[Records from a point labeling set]

******************************

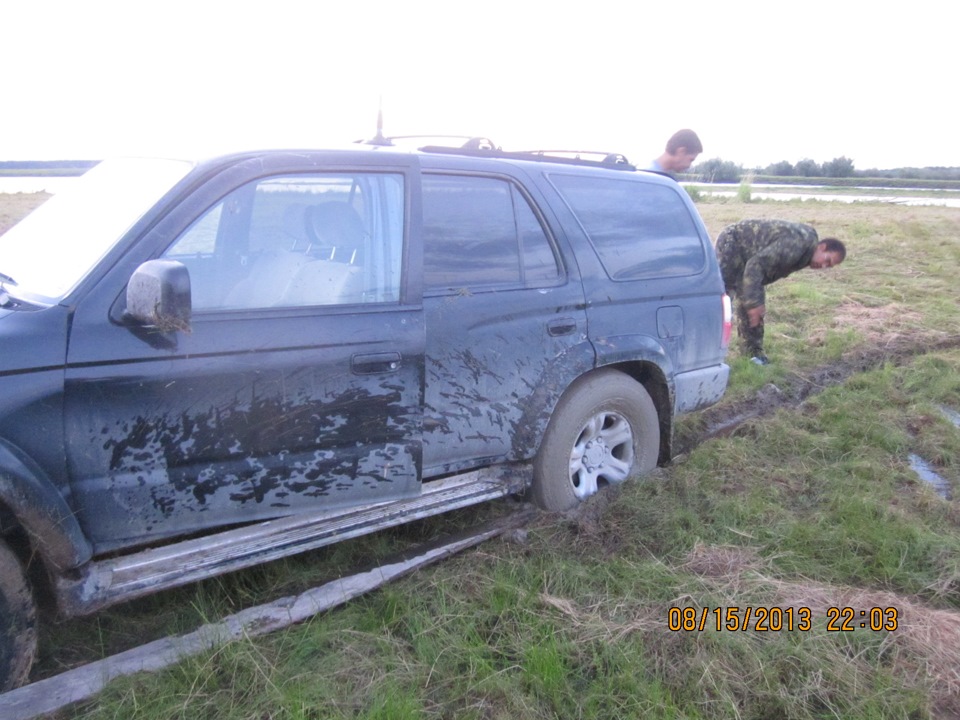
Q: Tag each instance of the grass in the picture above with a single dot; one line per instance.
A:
(810, 505)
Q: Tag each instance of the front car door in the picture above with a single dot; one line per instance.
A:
(298, 386)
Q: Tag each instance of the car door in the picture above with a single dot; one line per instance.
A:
(506, 325)
(298, 385)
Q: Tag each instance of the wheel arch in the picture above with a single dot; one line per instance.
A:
(30, 502)
(655, 382)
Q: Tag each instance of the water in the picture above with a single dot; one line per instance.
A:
(30, 184)
(951, 415)
(922, 468)
(809, 192)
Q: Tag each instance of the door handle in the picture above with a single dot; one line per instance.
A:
(562, 326)
(369, 364)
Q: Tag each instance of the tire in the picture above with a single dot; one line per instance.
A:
(18, 628)
(605, 429)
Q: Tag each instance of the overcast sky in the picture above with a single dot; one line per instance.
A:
(760, 82)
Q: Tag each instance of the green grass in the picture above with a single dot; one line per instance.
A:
(812, 505)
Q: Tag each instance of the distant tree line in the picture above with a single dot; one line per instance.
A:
(720, 171)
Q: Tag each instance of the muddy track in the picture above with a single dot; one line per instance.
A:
(722, 420)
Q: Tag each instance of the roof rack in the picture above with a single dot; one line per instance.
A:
(484, 147)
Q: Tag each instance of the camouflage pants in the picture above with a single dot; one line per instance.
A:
(751, 339)
(729, 256)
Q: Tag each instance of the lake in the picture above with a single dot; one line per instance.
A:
(944, 198)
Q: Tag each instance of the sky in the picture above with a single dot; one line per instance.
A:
(760, 82)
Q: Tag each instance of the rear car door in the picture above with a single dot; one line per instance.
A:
(506, 325)
(298, 386)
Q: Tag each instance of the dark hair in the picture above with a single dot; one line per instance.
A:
(834, 245)
(684, 138)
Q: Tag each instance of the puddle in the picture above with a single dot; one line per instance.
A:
(922, 468)
(951, 415)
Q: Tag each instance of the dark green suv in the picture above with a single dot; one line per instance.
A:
(268, 352)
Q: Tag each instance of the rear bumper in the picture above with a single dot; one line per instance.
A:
(699, 388)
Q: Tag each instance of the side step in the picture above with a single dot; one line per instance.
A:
(107, 582)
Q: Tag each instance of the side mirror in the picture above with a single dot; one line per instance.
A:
(158, 295)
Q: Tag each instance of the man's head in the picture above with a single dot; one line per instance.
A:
(682, 149)
(828, 253)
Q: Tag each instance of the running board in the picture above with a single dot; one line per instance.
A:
(107, 582)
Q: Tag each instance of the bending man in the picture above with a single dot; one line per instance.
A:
(755, 253)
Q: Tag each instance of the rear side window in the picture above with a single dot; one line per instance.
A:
(640, 230)
(482, 231)
(298, 241)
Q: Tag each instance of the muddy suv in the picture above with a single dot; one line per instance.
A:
(268, 352)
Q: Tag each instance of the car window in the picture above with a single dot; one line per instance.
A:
(482, 231)
(640, 230)
(298, 240)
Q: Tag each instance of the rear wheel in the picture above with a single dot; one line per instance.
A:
(605, 429)
(18, 629)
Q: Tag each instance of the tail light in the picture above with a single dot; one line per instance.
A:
(727, 321)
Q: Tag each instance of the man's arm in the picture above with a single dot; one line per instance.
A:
(775, 261)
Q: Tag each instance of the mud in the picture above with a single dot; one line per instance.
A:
(723, 420)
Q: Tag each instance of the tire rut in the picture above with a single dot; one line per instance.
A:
(722, 420)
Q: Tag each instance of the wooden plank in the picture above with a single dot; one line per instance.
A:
(52, 694)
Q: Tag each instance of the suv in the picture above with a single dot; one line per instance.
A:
(268, 352)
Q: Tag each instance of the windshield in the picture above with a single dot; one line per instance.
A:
(49, 251)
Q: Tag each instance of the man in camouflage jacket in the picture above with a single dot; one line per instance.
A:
(755, 253)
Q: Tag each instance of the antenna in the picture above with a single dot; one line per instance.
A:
(379, 139)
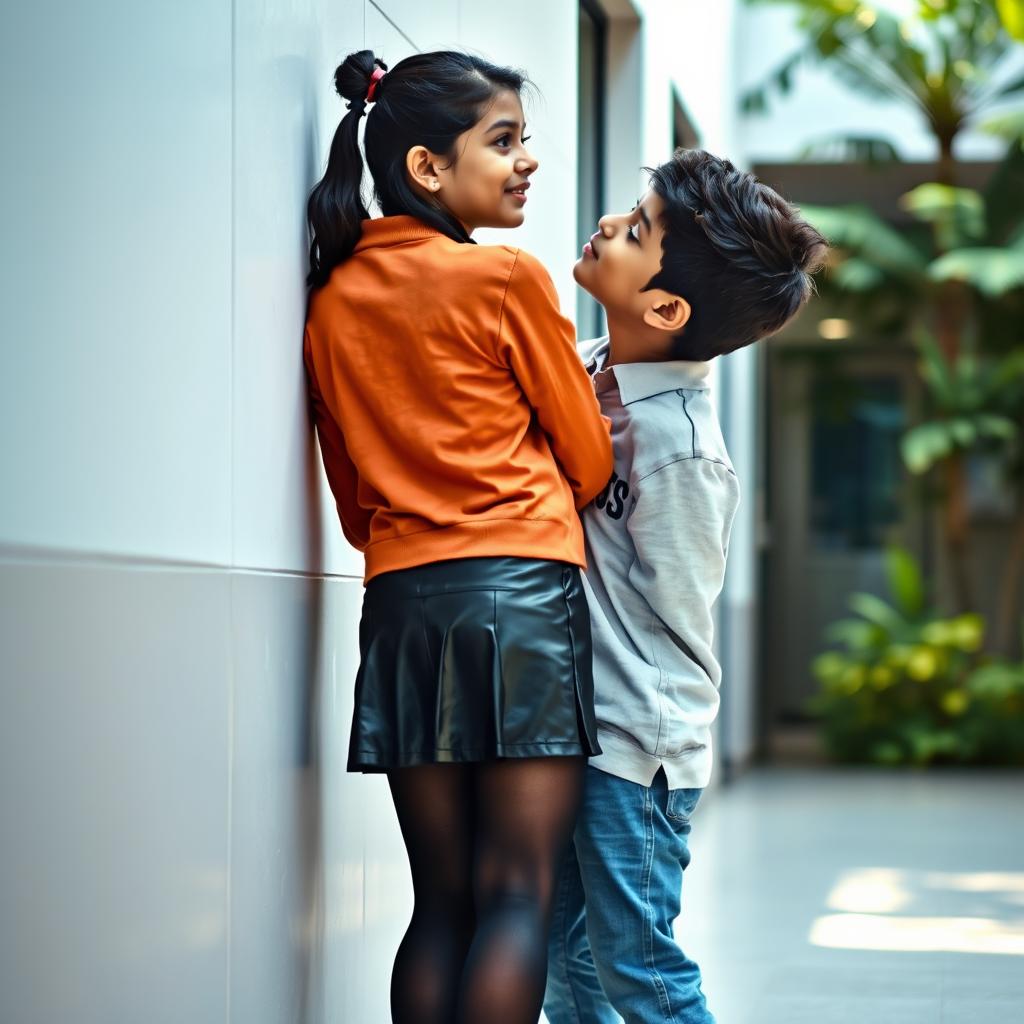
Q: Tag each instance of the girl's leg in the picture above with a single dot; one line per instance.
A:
(525, 810)
(434, 804)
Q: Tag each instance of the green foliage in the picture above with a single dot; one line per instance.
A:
(942, 62)
(957, 215)
(977, 401)
(908, 686)
(991, 271)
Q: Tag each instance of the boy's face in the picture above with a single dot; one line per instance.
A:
(619, 261)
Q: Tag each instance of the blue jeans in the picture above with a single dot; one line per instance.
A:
(611, 951)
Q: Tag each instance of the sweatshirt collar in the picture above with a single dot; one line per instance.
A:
(641, 380)
(393, 230)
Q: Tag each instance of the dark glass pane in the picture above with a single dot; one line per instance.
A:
(856, 467)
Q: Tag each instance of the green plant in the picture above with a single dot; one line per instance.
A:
(958, 271)
(909, 686)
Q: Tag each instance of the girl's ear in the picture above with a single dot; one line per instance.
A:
(422, 167)
(666, 311)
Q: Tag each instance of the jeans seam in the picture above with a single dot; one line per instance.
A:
(559, 923)
(655, 977)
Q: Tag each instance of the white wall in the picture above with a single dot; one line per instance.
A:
(177, 645)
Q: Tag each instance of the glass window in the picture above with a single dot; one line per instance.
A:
(856, 468)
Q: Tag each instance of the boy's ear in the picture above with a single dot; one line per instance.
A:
(666, 311)
(422, 167)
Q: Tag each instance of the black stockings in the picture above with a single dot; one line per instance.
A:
(484, 843)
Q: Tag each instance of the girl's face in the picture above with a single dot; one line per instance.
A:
(486, 184)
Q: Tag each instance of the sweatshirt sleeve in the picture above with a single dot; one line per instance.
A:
(341, 472)
(680, 528)
(539, 345)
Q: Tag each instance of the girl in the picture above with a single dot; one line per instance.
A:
(460, 435)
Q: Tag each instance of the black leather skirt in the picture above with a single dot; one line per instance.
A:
(473, 659)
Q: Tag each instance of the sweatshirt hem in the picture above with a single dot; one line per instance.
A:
(688, 770)
(551, 539)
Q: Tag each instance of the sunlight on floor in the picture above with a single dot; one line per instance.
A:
(878, 907)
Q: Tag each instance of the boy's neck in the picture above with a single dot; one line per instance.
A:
(627, 344)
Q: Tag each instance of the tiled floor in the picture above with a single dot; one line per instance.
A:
(833, 897)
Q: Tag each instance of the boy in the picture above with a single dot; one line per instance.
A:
(709, 261)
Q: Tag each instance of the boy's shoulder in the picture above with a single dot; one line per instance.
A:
(667, 413)
(672, 427)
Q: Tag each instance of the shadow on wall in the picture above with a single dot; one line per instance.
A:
(308, 805)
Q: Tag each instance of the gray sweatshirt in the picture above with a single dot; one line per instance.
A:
(656, 543)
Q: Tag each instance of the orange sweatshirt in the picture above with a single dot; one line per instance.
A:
(455, 417)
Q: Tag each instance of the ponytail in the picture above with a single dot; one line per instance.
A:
(427, 99)
(336, 211)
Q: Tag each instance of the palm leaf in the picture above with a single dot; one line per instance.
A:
(861, 232)
(992, 271)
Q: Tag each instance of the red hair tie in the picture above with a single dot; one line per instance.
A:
(378, 74)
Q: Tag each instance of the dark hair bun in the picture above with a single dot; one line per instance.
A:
(353, 75)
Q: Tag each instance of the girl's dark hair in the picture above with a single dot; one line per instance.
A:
(426, 99)
(734, 249)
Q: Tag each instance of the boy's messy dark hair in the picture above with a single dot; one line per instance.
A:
(734, 249)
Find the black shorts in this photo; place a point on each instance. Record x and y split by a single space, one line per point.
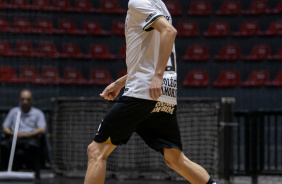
155 122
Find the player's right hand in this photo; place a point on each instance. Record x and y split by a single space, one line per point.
111 91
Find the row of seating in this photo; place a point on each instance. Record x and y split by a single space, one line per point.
101 77
90 27
49 50
45 26
50 75
106 6
231 78
197 52
201 8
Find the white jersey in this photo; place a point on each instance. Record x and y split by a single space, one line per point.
142 52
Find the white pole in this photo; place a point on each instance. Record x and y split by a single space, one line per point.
14 140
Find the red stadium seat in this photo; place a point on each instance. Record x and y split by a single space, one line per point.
48 49
4 25
100 77
111 7
249 28
99 51
19 4
45 26
122 52
49 75
7 74
197 53
188 29
228 53
24 48
229 8
173 7
62 5
23 25
94 28
118 27
196 78
257 7
258 52
71 50
276 57
276 82
68 27
72 76
256 78
227 78
275 28
83 6
5 49
27 74
218 29
201 8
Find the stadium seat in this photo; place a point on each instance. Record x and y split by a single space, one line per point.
228 53
100 77
122 52
218 29
94 28
248 28
258 52
122 73
196 78
200 8
190 29
27 74
256 8
71 50
45 26
48 49
111 7
68 27
173 7
100 51
275 28
84 6
197 53
276 57
276 82
62 5
7 73
118 27
5 49
25 48
23 25
227 78
49 75
229 8
72 76
4 25
19 4
256 78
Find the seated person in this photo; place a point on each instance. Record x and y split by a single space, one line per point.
32 126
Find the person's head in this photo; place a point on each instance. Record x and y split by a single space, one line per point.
26 100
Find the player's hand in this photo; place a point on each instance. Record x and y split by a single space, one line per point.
111 91
155 88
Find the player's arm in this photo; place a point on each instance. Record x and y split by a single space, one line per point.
112 90
167 38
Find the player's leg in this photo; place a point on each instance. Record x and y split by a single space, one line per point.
97 162
191 171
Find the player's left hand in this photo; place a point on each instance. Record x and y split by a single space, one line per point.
155 88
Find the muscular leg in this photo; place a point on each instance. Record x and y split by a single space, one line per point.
97 162
191 171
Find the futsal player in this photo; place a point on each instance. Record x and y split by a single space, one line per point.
148 105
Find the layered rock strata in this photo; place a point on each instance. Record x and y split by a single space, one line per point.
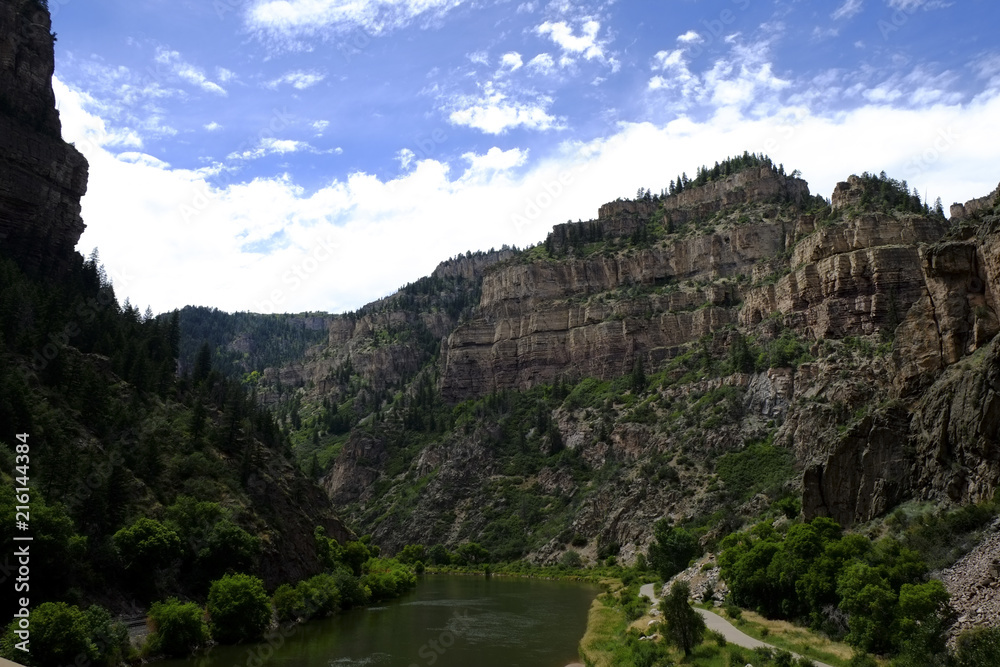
42 179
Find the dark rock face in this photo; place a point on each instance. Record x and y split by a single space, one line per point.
42 178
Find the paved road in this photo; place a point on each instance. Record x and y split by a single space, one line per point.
719 624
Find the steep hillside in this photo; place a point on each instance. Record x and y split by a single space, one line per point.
109 436
700 355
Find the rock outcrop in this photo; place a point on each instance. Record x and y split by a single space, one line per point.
42 179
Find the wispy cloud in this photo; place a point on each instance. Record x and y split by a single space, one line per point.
511 62
847 10
186 71
543 63
690 37
913 5
298 79
495 112
574 46
272 146
302 19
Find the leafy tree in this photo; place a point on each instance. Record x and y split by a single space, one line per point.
683 626
978 646
355 555
472 554
320 595
238 608
439 555
178 628
353 592
147 543
62 634
289 603
671 549
227 548
412 553
571 559
868 598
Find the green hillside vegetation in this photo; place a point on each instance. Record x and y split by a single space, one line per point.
144 484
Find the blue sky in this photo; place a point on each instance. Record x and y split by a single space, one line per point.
288 155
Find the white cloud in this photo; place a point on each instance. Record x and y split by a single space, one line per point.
186 71
511 61
494 112
360 237
847 10
585 45
292 20
270 146
298 79
495 159
542 64
743 78
914 5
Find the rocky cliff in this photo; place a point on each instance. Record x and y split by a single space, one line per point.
41 177
574 392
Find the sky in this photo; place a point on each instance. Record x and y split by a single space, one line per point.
315 155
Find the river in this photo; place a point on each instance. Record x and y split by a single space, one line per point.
447 621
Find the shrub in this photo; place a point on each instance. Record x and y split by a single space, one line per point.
978 646
289 603
62 634
178 627
320 596
571 559
238 608
147 543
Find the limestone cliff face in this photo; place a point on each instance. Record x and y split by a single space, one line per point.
42 179
937 436
897 311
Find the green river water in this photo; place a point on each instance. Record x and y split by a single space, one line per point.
448 621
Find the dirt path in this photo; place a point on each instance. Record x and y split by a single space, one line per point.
721 625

******************************

§ Exercise directions: Starting at the line that contains "Find the sky", retype each line through the end of the listing above and nothing else.

§ Solution to this task:
Find the sky in this photo; place a point on each instance. Record x and y split by a single space, one line per point.
315 155
Find the river in this photo; place a point on each instance. Record x and y split by a single space, one line per point.
447 621
Find the shrub in this photo; place a point on each instance. Record x and y split by a single space, one line per point.
978 646
289 603
62 634
178 627
320 596
571 559
238 608
147 543
Find the limestone cliff face in this photo; place a point on each instance. Record x and y split by a single space, one line per point.
42 179
937 436
897 311
Find the green river water in this photo; place a point on each instance. Record x and y split by a single space, one line per point.
448 621
Find the dirt path in this photo; place a point on each instance. Record x and y split by a single space, one line per point.
721 625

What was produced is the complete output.